■ EXERCISE BRIEF
Reproduce the part of the restartable sequences patch reply that begins at "Re: [RFC PATCH" and stops after "rseq_update_cpu_id(struct task_struct *t)".
-- Begin QUOTED TEXT --
Re: [RFC PATCH v11 for 4.15 01/24] Restartable sequences system call

From: Mathieu Desnoyers
Date: Thu Nov 16 2017 - 15:37:28 EST


----- On Nov 16, 2017, at 2:14 PM, Peter Zijlstra peterz@xxxxxxxxxxxxx wrote:

> On Tue, Nov 14, 2017 at 03:03:51PM -0500, Mathieu Desnoyers wrote:
>> +static bool rseq_update_cpu_id(struct task_struct *t)
>> +{
>> + uint32_t cpu_id = raw_smp_processor_id();
>> +
>> + if (__put_user(cpu_id, &t->rseq->cpu_id_start))
>> + return false;
>> + if (__put_user(cpu_id, &t->rseq->cpu_id))
>> + return false;
>
> For LP64 this _could_ be a single 64bit store, right? It would save some
> stac/clac noise on x86_64.
-- End QUOTED TEXT --
-- Begin DATA SUPPLIED --
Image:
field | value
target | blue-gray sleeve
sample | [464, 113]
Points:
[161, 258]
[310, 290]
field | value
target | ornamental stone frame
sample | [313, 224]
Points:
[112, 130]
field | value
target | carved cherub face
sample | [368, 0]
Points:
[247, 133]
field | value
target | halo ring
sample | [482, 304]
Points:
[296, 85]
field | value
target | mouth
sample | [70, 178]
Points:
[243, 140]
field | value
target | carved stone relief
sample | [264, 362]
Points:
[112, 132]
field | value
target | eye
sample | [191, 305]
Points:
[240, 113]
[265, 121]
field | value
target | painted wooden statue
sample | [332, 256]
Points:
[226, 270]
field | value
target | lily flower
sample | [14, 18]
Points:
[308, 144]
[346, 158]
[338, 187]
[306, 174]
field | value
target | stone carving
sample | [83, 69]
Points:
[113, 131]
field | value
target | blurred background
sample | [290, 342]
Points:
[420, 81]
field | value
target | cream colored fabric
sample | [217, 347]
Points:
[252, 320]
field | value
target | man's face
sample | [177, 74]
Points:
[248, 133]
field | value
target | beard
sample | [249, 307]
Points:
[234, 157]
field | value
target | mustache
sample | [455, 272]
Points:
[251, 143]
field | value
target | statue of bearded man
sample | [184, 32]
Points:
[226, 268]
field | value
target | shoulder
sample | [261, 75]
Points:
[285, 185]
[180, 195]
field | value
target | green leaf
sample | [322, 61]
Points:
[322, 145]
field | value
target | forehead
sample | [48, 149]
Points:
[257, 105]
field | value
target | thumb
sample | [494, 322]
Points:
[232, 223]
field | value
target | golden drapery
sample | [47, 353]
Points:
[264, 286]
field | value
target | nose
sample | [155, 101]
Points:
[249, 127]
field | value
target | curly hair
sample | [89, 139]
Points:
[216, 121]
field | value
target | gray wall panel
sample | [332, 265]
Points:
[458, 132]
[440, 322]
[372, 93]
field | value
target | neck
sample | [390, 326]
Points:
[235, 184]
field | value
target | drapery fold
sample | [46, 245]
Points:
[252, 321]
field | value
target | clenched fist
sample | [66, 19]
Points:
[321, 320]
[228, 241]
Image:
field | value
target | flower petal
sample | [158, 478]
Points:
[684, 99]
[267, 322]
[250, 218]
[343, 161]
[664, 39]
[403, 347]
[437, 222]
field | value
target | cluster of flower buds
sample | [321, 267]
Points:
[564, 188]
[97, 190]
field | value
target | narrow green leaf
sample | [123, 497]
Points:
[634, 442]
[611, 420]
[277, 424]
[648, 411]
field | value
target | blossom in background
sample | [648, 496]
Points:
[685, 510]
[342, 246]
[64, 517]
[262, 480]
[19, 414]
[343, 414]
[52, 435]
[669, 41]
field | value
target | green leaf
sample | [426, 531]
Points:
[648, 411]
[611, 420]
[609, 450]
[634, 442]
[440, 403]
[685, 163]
-- End DATA SUPPLIED --
■ ANSWER TO THIS TASK
Re: [RFC PATCH v11 for 4.15 01/24] Restartable sequences system call

From: Mathieu Desnoyers
Date: Thu Nov 16 2017 - 15:37:28 EST


----- On Nov 16, 2017, at 2:14 PM, Peter Zijlstra peterz@xxxxxxxxxxxxx wrote:

> On Tue, Nov 14, 2017 at 03:03:51PM -0500, Mathieu Desnoyers wrote:
>> +static bool rseq_update_cpu_id(struct task_struct *t)